**EXERCISE DIRECTIONS:**
Pictures are to be left out. Return exactly the lines below from the one with "Need: indicate the arched" up to and including the one with "Query: water reflection".

**DATA SUPPLIED:**
╭──

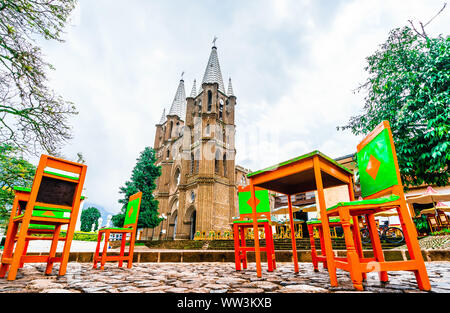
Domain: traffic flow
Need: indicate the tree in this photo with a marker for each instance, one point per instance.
(143, 179)
(409, 85)
(89, 217)
(14, 171)
(32, 117)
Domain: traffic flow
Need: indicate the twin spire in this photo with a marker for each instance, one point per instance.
(212, 75)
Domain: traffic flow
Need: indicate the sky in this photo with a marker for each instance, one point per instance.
(294, 65)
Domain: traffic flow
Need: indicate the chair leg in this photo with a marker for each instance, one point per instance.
(410, 233)
(122, 249)
(313, 248)
(25, 250)
(243, 245)
(131, 251)
(237, 259)
(272, 247)
(105, 250)
(268, 248)
(352, 255)
(97, 249)
(322, 246)
(9, 247)
(53, 247)
(18, 251)
(376, 245)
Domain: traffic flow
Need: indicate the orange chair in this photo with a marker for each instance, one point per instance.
(129, 228)
(21, 197)
(53, 202)
(443, 219)
(381, 189)
(245, 221)
(432, 222)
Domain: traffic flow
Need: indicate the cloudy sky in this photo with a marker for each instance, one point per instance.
(294, 66)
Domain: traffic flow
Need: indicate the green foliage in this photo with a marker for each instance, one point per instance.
(14, 171)
(409, 85)
(32, 116)
(441, 232)
(143, 179)
(89, 217)
(421, 224)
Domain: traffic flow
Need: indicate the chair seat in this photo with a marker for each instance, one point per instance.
(369, 202)
(46, 212)
(249, 221)
(116, 229)
(331, 220)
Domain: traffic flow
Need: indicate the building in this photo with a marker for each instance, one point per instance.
(195, 147)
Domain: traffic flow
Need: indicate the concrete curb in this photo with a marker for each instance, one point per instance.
(193, 256)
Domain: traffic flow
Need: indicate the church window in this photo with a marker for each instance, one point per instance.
(177, 177)
(217, 163)
(209, 100)
(220, 108)
(224, 164)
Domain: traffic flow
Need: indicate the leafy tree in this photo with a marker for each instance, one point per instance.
(32, 116)
(14, 171)
(409, 85)
(89, 217)
(143, 179)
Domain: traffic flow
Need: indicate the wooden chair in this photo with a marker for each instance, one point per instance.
(21, 197)
(381, 189)
(240, 225)
(432, 222)
(443, 219)
(53, 202)
(129, 228)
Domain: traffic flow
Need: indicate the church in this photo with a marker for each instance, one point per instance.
(195, 147)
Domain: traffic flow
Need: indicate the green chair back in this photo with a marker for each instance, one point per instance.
(262, 207)
(132, 213)
(377, 170)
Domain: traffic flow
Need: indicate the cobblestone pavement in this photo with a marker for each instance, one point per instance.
(209, 278)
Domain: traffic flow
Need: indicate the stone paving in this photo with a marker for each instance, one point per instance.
(209, 278)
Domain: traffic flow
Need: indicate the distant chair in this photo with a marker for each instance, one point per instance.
(245, 221)
(443, 219)
(53, 202)
(128, 229)
(382, 190)
(432, 222)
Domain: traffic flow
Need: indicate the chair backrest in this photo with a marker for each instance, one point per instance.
(377, 162)
(262, 199)
(56, 188)
(132, 213)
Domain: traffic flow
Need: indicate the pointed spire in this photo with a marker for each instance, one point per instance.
(212, 71)
(163, 118)
(230, 88)
(179, 102)
(194, 90)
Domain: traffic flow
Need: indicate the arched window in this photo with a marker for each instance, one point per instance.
(220, 108)
(217, 163)
(224, 164)
(197, 161)
(209, 100)
(177, 177)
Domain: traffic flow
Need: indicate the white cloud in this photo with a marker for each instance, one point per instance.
(293, 64)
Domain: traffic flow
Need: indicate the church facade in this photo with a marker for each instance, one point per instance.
(195, 147)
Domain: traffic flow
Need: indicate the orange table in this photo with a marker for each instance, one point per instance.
(309, 172)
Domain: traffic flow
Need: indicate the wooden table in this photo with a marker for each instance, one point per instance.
(308, 172)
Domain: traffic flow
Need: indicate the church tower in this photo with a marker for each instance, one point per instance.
(195, 146)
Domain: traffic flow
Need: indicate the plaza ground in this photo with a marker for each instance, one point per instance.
(210, 278)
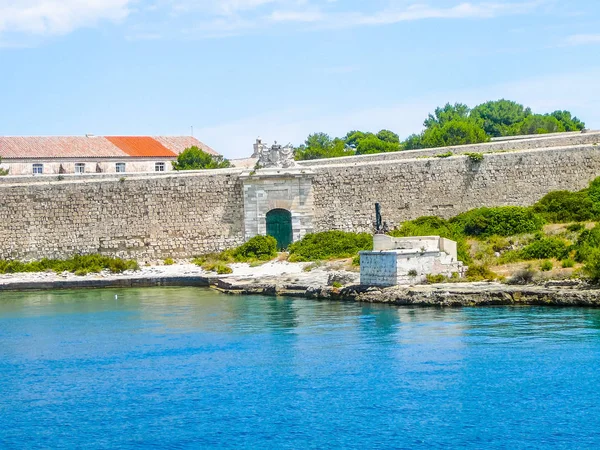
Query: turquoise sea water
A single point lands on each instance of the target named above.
(189, 368)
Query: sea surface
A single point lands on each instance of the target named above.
(191, 368)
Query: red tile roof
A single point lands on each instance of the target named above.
(31, 147)
(141, 146)
(57, 147)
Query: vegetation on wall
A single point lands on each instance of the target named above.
(257, 250)
(330, 245)
(79, 265)
(3, 171)
(194, 158)
(451, 124)
(547, 235)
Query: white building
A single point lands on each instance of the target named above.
(29, 155)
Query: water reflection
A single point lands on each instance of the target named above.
(187, 367)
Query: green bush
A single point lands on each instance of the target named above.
(588, 241)
(565, 206)
(329, 245)
(262, 248)
(474, 157)
(568, 263)
(79, 265)
(545, 248)
(480, 273)
(501, 221)
(576, 227)
(592, 266)
(435, 279)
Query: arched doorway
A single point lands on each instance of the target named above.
(279, 225)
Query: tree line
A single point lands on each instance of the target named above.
(455, 124)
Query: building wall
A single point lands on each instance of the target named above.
(184, 214)
(53, 167)
(146, 217)
(345, 195)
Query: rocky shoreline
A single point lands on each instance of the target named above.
(285, 279)
(438, 295)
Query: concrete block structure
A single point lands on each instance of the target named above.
(395, 261)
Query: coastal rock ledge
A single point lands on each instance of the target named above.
(440, 295)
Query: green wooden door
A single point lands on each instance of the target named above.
(279, 225)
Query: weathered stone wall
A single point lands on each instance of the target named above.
(510, 145)
(185, 214)
(145, 218)
(344, 195)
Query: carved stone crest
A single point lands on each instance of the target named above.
(275, 156)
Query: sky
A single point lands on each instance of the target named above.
(235, 70)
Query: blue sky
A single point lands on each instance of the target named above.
(281, 69)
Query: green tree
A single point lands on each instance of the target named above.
(320, 145)
(455, 132)
(389, 136)
(570, 123)
(538, 124)
(194, 158)
(497, 117)
(413, 142)
(372, 144)
(441, 116)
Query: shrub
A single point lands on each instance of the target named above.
(475, 157)
(480, 273)
(576, 227)
(79, 265)
(592, 266)
(545, 248)
(523, 276)
(330, 245)
(586, 243)
(262, 248)
(501, 221)
(435, 279)
(565, 206)
(568, 263)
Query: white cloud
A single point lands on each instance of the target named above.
(577, 94)
(53, 17)
(583, 39)
(210, 18)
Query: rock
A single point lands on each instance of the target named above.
(342, 278)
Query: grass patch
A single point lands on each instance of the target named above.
(256, 251)
(329, 245)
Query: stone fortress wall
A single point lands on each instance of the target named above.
(186, 214)
(142, 217)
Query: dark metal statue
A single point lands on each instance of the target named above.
(378, 219)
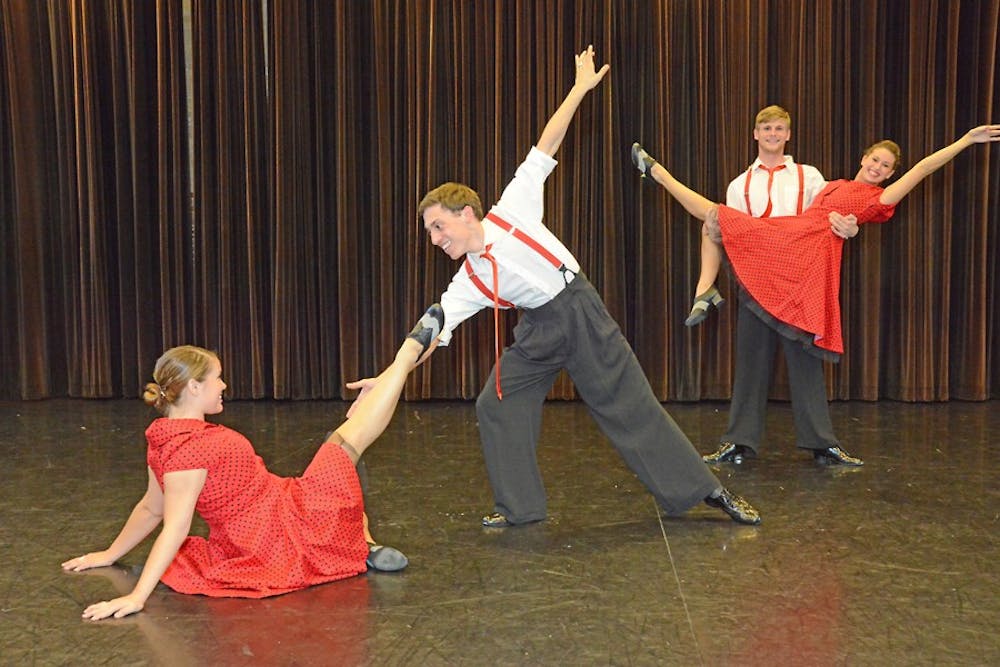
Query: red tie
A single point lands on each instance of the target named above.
(770, 180)
(496, 313)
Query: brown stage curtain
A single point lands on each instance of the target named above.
(317, 127)
(95, 194)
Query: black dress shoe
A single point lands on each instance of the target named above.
(729, 452)
(736, 507)
(642, 160)
(496, 520)
(428, 327)
(835, 456)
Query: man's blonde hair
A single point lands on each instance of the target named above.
(772, 113)
(452, 196)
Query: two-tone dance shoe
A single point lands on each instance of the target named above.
(835, 456)
(642, 160)
(496, 520)
(738, 509)
(385, 559)
(428, 327)
(702, 302)
(729, 452)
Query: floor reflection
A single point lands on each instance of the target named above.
(892, 563)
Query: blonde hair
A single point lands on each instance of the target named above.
(772, 113)
(888, 145)
(452, 196)
(173, 370)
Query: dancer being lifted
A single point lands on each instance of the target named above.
(790, 266)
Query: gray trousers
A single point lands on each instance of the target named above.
(574, 331)
(756, 343)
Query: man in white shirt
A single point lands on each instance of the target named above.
(774, 185)
(512, 260)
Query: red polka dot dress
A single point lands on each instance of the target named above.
(790, 265)
(267, 534)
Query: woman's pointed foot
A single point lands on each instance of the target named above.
(428, 327)
(642, 160)
(385, 559)
(699, 311)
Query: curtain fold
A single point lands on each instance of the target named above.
(287, 238)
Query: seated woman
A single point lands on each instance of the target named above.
(267, 534)
(790, 265)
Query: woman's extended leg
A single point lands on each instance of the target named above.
(372, 415)
(706, 293)
(694, 203)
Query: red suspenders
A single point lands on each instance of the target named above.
(494, 295)
(802, 186)
(524, 238)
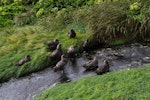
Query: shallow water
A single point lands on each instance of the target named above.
(120, 58)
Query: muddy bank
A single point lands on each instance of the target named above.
(120, 58)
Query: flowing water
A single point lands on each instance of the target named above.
(120, 58)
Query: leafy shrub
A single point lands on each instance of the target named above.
(112, 21)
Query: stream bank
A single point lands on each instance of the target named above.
(122, 57)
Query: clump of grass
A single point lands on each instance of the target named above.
(127, 84)
(16, 42)
(111, 21)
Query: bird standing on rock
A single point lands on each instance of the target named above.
(71, 51)
(91, 64)
(24, 60)
(56, 54)
(86, 45)
(52, 44)
(103, 69)
(71, 33)
(61, 64)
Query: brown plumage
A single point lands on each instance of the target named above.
(103, 69)
(91, 64)
(61, 64)
(56, 54)
(24, 60)
(71, 33)
(52, 44)
(86, 44)
(71, 51)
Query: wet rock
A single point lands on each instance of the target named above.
(24, 60)
(91, 64)
(56, 54)
(71, 33)
(61, 64)
(52, 44)
(103, 69)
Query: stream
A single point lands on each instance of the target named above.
(122, 57)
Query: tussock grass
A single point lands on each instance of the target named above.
(123, 85)
(111, 21)
(16, 42)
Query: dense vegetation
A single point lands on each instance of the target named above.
(122, 85)
(26, 24)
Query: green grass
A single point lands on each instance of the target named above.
(122, 85)
(16, 42)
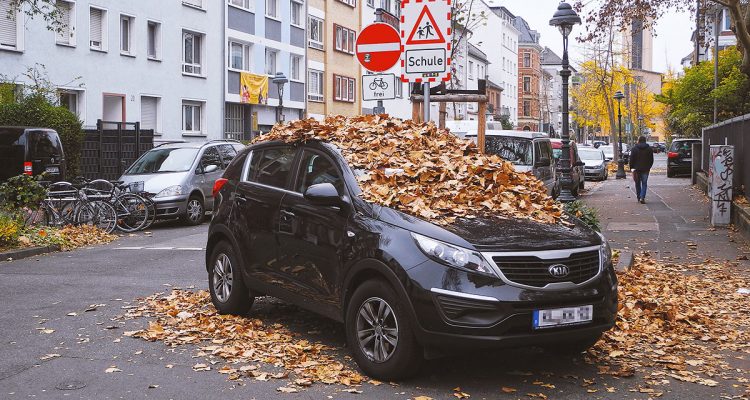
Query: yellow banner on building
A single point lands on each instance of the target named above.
(253, 88)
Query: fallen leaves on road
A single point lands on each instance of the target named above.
(674, 321)
(238, 340)
(425, 171)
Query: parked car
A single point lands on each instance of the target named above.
(595, 164)
(576, 165)
(680, 157)
(527, 151)
(182, 176)
(31, 151)
(290, 223)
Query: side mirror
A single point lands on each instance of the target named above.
(323, 194)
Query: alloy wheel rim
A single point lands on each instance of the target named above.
(222, 278)
(377, 329)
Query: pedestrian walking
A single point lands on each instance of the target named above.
(641, 161)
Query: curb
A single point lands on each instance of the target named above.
(27, 252)
(625, 261)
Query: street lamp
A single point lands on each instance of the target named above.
(565, 19)
(280, 80)
(620, 162)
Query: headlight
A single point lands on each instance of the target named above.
(175, 190)
(454, 256)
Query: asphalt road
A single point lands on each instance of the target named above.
(38, 293)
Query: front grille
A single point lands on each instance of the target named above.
(533, 271)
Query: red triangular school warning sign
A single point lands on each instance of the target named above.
(426, 30)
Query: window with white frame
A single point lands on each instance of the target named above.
(272, 8)
(344, 39)
(97, 29)
(344, 88)
(295, 67)
(271, 58)
(315, 85)
(153, 33)
(239, 56)
(192, 117)
(297, 13)
(315, 32)
(67, 17)
(192, 55)
(127, 44)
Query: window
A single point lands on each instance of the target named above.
(315, 169)
(127, 45)
(272, 166)
(295, 63)
(344, 39)
(193, 53)
(154, 40)
(192, 114)
(272, 8)
(271, 56)
(344, 88)
(150, 113)
(296, 10)
(239, 56)
(315, 85)
(67, 17)
(315, 30)
(97, 29)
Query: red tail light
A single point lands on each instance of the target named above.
(218, 185)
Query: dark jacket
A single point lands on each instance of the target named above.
(641, 157)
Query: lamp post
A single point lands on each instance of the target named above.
(620, 162)
(564, 19)
(280, 80)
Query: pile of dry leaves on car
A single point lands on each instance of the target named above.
(425, 171)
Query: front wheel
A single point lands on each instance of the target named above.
(379, 332)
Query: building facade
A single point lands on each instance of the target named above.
(333, 72)
(263, 38)
(127, 61)
(529, 77)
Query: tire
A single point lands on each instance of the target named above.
(376, 354)
(572, 348)
(195, 211)
(228, 292)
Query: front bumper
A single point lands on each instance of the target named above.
(454, 308)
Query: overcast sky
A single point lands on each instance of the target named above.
(671, 44)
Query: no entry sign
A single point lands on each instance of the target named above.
(378, 47)
(426, 31)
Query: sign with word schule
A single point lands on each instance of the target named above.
(426, 36)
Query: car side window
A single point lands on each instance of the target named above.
(210, 157)
(316, 168)
(227, 154)
(273, 166)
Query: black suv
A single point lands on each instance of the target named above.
(290, 223)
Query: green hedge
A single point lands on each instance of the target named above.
(37, 112)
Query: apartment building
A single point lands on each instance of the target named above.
(333, 72)
(263, 38)
(127, 61)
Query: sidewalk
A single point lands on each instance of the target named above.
(673, 225)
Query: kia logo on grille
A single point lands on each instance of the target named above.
(559, 270)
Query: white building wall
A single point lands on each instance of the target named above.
(130, 76)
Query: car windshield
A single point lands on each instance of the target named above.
(587, 154)
(163, 160)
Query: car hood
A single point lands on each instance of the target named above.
(155, 183)
(497, 234)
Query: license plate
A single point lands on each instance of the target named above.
(563, 316)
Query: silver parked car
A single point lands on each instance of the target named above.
(182, 176)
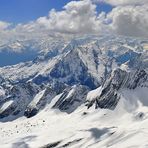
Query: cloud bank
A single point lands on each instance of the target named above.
(128, 17)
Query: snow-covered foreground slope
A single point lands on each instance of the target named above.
(87, 92)
(124, 127)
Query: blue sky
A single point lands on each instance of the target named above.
(21, 11)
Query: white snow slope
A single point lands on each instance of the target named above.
(125, 127)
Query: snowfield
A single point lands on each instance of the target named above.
(86, 92)
(124, 127)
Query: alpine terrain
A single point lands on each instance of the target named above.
(83, 92)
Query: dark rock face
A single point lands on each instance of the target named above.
(72, 98)
(120, 79)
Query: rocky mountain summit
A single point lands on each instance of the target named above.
(64, 74)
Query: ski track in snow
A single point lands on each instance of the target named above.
(100, 128)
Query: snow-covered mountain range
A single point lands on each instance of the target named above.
(98, 80)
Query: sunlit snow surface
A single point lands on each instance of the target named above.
(124, 127)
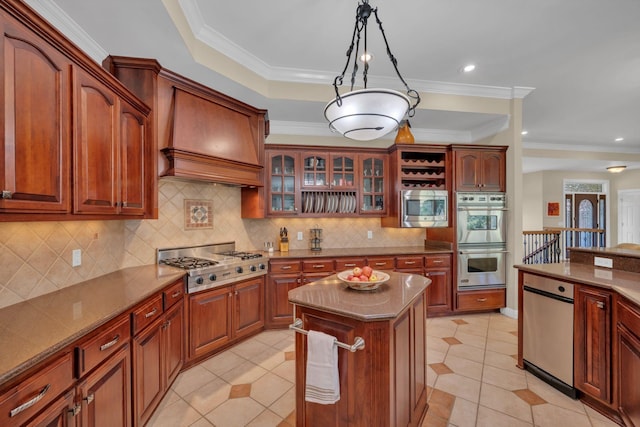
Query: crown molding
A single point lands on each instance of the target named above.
(63, 22)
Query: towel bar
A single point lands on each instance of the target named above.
(358, 343)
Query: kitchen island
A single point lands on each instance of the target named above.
(382, 383)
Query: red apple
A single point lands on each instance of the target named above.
(367, 271)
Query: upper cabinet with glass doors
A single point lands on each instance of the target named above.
(374, 181)
(282, 194)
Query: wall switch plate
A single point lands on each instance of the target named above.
(602, 262)
(76, 257)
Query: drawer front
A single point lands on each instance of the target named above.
(174, 294)
(318, 265)
(405, 262)
(343, 264)
(629, 317)
(381, 263)
(147, 313)
(482, 300)
(284, 267)
(437, 261)
(27, 398)
(93, 351)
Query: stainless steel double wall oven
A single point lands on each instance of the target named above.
(482, 240)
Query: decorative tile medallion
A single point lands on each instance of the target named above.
(198, 214)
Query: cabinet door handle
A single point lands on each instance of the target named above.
(29, 403)
(110, 344)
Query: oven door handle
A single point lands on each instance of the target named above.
(482, 252)
(485, 208)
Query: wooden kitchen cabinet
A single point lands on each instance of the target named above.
(157, 359)
(220, 316)
(438, 270)
(480, 169)
(109, 151)
(593, 308)
(36, 139)
(628, 364)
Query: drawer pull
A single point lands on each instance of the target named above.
(110, 344)
(30, 403)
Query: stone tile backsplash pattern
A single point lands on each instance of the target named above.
(35, 257)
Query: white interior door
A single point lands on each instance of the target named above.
(629, 216)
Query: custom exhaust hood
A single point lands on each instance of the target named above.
(214, 139)
(201, 134)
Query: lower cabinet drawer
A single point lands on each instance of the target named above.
(320, 265)
(93, 351)
(482, 300)
(27, 398)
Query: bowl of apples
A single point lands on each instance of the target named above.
(363, 278)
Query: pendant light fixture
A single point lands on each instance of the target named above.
(367, 114)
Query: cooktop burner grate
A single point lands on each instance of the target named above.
(188, 263)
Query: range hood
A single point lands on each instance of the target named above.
(215, 139)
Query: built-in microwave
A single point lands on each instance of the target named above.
(424, 208)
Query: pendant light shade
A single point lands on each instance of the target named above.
(368, 114)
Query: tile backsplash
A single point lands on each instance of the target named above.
(35, 257)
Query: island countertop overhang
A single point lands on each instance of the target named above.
(387, 302)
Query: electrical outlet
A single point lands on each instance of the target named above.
(602, 262)
(76, 257)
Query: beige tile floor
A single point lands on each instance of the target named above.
(472, 381)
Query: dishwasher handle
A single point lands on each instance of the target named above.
(547, 294)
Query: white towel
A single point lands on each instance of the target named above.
(323, 379)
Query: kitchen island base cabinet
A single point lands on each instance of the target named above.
(383, 384)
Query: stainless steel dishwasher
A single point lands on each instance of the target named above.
(548, 331)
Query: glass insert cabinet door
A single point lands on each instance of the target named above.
(315, 171)
(282, 184)
(343, 171)
(373, 186)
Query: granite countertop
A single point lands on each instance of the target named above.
(625, 283)
(358, 252)
(31, 331)
(387, 302)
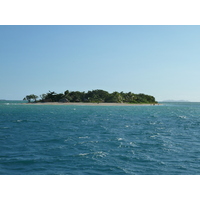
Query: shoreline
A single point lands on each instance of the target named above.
(89, 104)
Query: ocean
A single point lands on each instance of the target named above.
(99, 140)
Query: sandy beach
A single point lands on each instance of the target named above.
(89, 104)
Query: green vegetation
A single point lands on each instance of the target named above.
(94, 96)
(30, 97)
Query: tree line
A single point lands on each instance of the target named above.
(94, 96)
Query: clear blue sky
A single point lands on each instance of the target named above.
(162, 61)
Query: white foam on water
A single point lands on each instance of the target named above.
(83, 154)
(84, 137)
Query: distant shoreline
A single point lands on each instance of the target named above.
(89, 104)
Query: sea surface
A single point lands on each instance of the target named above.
(91, 140)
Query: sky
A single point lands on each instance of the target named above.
(162, 61)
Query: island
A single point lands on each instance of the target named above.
(97, 96)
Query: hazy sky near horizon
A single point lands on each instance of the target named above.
(162, 61)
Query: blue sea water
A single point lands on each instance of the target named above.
(128, 140)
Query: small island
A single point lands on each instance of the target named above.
(95, 96)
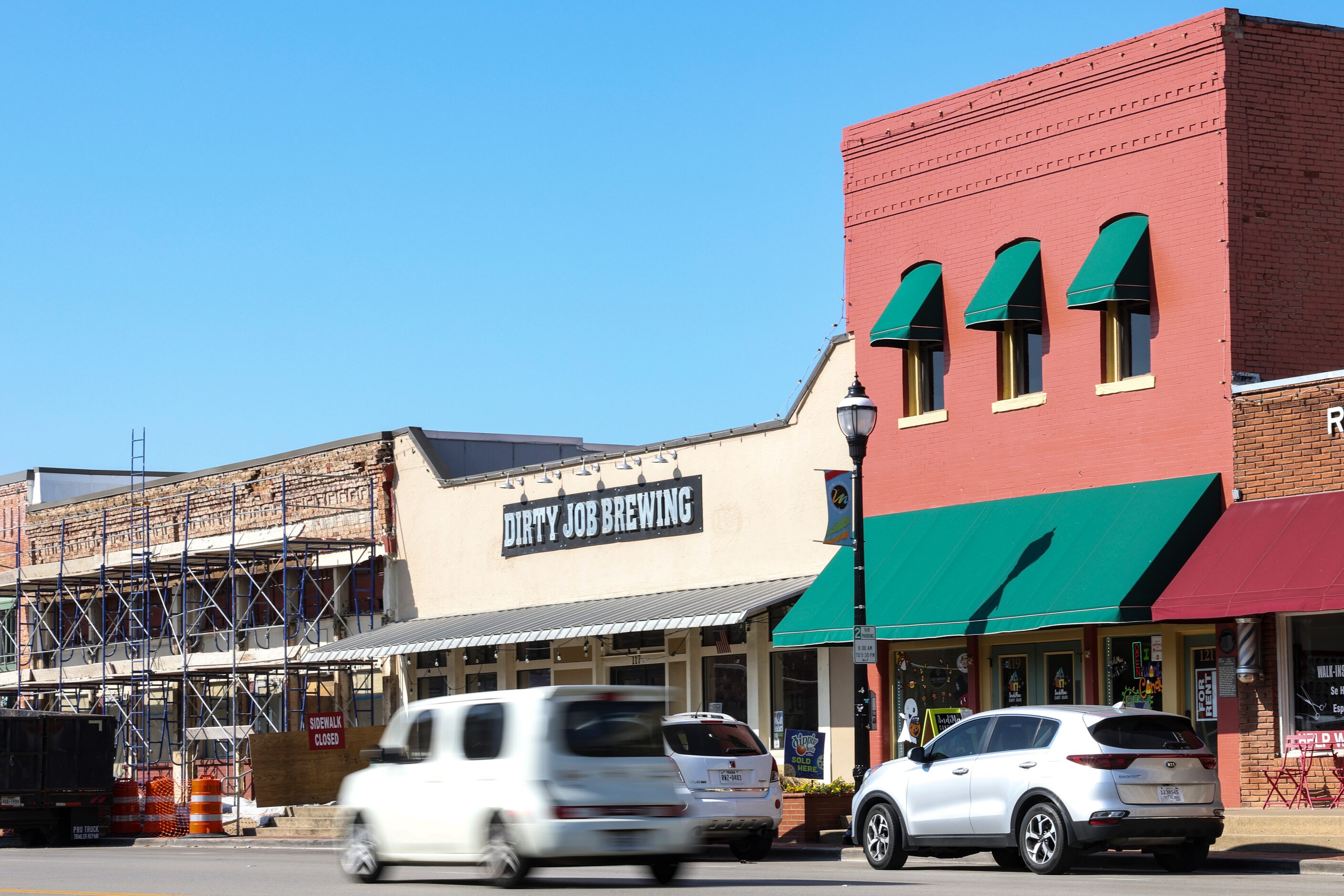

╰──

**REPLY TO THE EXERCISE:**
Need: indicate the arched window in this photo with a marker for each instance, one point per instance.
(220, 108)
(217, 163)
(224, 164)
(197, 161)
(209, 100)
(177, 177)
Domain: traffic flow
Need: indicate the white cloud in this photo with a marker for each instance, one point per instance.
(293, 64)
Domain: traffic flow
Need: indicate the church facade in this photo with a marker for each instance, one point per instance.
(195, 147)
Domain: traffic flow
Need: indicate the orange table in this photo with a marker for each instance, one point per instance.
(309, 172)
Domain: traffic flow
Need: indicate the wooden table in this photo with a marker for each instance, one point per instance.
(308, 172)
Domain: traffic flow
Need: indicate the church tower in this photo with a marker for each instance, one point per instance.
(195, 146)
Domain: traffic flow
Need: indicate the plaza ground in this photo with a marker for each instance, one point per instance.
(210, 278)
Query: turquoise sea water
A single point lands on each instance of the target named above.
(189, 368)
Query: sea surface
A single point lands on each instance of the target named above.
(191, 368)
Query: red tile roof
A single point lands on each instance of the target named above.
(31, 147)
(141, 146)
(57, 147)
Query: vegetation on wall
A single point lands on each instance of the target named above.
(257, 250)
(330, 245)
(79, 265)
(3, 171)
(194, 158)
(451, 124)
(547, 235)
Query: white building
A single point lands on each instance of the target named above.
(29, 155)
Query: water reflection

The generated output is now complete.